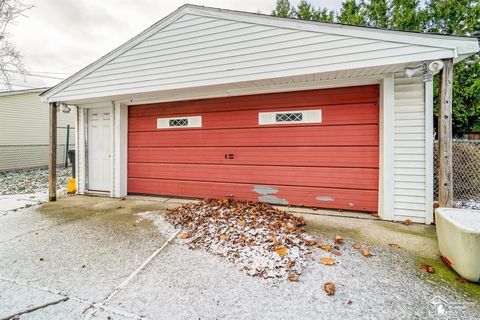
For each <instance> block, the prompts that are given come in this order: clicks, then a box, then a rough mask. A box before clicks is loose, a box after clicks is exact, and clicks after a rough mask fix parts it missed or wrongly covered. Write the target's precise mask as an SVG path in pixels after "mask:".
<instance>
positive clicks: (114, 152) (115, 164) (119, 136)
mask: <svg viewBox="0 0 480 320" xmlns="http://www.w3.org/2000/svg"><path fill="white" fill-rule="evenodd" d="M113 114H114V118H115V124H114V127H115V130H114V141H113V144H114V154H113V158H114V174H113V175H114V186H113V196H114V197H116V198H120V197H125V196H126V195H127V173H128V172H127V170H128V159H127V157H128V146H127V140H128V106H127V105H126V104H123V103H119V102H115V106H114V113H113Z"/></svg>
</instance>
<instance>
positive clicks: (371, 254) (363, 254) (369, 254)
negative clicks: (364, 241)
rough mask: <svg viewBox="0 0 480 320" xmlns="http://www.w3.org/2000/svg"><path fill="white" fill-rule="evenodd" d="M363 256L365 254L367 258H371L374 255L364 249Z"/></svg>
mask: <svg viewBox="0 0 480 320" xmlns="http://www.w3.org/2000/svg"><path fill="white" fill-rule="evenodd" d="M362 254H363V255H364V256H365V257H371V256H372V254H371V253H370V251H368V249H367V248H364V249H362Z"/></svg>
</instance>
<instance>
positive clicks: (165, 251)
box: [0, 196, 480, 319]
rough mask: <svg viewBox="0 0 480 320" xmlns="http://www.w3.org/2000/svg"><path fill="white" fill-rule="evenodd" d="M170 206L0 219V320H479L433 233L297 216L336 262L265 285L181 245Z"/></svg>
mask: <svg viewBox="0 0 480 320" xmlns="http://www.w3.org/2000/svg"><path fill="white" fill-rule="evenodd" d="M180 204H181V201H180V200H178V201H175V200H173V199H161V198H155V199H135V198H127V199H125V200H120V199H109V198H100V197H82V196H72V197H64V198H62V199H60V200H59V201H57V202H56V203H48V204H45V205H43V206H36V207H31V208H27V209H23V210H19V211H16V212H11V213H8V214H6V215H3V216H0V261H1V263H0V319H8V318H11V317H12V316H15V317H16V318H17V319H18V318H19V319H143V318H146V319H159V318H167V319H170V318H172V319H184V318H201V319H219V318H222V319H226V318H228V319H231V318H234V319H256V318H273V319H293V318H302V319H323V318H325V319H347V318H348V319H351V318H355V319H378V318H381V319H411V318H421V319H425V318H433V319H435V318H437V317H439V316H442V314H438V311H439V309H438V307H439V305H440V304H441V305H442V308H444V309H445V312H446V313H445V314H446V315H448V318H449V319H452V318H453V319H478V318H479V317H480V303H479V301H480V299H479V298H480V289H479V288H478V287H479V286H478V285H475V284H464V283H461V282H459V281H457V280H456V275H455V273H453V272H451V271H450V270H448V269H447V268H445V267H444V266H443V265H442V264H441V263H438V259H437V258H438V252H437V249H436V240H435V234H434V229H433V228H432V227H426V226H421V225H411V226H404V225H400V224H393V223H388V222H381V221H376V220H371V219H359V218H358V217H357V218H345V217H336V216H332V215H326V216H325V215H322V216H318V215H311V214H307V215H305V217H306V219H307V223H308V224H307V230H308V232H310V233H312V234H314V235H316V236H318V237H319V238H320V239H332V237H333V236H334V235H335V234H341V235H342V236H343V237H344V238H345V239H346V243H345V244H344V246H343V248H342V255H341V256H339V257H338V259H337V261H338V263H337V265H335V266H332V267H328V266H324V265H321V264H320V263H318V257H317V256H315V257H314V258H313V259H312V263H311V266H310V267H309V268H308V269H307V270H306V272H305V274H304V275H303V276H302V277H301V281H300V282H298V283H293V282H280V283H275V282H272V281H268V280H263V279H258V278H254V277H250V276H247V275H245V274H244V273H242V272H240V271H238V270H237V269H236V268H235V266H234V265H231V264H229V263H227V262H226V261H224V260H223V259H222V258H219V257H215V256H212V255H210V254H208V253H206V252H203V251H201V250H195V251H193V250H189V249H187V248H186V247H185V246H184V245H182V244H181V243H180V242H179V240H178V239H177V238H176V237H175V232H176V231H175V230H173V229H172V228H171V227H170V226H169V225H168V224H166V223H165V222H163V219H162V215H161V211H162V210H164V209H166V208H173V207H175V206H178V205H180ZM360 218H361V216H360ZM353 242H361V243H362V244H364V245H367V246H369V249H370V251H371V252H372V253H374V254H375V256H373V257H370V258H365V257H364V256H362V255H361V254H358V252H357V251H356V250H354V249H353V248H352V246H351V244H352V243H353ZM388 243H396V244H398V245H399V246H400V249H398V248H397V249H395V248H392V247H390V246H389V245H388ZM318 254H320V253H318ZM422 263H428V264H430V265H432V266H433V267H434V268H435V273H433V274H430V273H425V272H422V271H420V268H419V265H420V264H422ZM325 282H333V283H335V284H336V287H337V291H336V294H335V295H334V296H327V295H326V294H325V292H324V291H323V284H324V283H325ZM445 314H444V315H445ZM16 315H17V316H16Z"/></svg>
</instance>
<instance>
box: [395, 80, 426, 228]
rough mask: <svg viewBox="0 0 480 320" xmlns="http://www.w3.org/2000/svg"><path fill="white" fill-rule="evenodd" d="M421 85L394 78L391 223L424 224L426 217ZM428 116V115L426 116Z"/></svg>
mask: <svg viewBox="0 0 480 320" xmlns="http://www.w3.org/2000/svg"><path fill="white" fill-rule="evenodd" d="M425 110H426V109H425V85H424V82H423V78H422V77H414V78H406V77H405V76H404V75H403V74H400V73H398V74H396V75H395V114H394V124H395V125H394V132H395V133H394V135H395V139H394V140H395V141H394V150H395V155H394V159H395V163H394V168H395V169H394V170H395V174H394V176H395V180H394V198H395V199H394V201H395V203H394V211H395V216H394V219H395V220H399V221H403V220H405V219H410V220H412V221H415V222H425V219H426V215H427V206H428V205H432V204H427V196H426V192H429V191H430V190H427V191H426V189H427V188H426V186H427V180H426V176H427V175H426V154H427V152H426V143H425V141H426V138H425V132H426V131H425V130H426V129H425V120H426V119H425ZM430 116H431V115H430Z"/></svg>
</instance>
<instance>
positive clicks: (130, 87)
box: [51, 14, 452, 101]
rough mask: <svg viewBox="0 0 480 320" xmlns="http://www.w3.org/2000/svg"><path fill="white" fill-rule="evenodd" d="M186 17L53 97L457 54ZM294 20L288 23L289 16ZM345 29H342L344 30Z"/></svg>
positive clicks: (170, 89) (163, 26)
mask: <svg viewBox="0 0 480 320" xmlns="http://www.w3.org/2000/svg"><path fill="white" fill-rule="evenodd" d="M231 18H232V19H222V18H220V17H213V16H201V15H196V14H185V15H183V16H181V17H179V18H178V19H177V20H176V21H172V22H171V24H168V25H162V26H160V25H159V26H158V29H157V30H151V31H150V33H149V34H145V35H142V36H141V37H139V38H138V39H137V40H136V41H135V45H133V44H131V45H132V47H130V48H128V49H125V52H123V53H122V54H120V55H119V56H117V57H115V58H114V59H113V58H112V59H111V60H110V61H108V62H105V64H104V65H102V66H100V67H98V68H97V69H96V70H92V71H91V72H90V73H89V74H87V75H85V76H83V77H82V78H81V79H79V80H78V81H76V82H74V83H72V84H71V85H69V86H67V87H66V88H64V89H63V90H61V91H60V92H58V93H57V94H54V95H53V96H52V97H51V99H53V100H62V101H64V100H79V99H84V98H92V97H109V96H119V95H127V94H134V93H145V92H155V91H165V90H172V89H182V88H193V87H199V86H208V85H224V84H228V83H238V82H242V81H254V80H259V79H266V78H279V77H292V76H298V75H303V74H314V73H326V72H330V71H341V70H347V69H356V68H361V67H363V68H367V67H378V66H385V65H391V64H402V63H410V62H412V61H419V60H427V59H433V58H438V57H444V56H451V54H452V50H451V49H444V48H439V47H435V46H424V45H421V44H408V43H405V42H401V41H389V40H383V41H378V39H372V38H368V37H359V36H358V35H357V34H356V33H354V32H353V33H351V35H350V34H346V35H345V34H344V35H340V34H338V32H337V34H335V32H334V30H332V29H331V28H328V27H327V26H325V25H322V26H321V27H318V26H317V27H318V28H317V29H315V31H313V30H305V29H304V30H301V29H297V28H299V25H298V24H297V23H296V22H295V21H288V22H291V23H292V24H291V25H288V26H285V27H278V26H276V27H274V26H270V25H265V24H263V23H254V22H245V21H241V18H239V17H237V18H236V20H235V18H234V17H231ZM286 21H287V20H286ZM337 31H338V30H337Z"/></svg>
··········
**TASK PROMPT**
The response should be the listing above, limited to the lines between the one holding "positive clicks: (371, 254)" and the one holding "box: [0, 196, 480, 319]", inclusive, reproduced exactly.

**THE ANSWER**
positive clicks: (371, 254) (363, 254) (369, 254)
negative clicks: (364, 241)
rough mask: <svg viewBox="0 0 480 320" xmlns="http://www.w3.org/2000/svg"><path fill="white" fill-rule="evenodd" d="M363 256L365 254L367 258H371L374 255L364 249Z"/></svg>
mask: <svg viewBox="0 0 480 320" xmlns="http://www.w3.org/2000/svg"><path fill="white" fill-rule="evenodd" d="M362 254H363V255H364V256H365V257H371V256H372V254H371V253H370V251H368V249H367V248H364V249H362Z"/></svg>
</instance>
<instance>
positive clicks: (165, 251)
box: [0, 196, 480, 319]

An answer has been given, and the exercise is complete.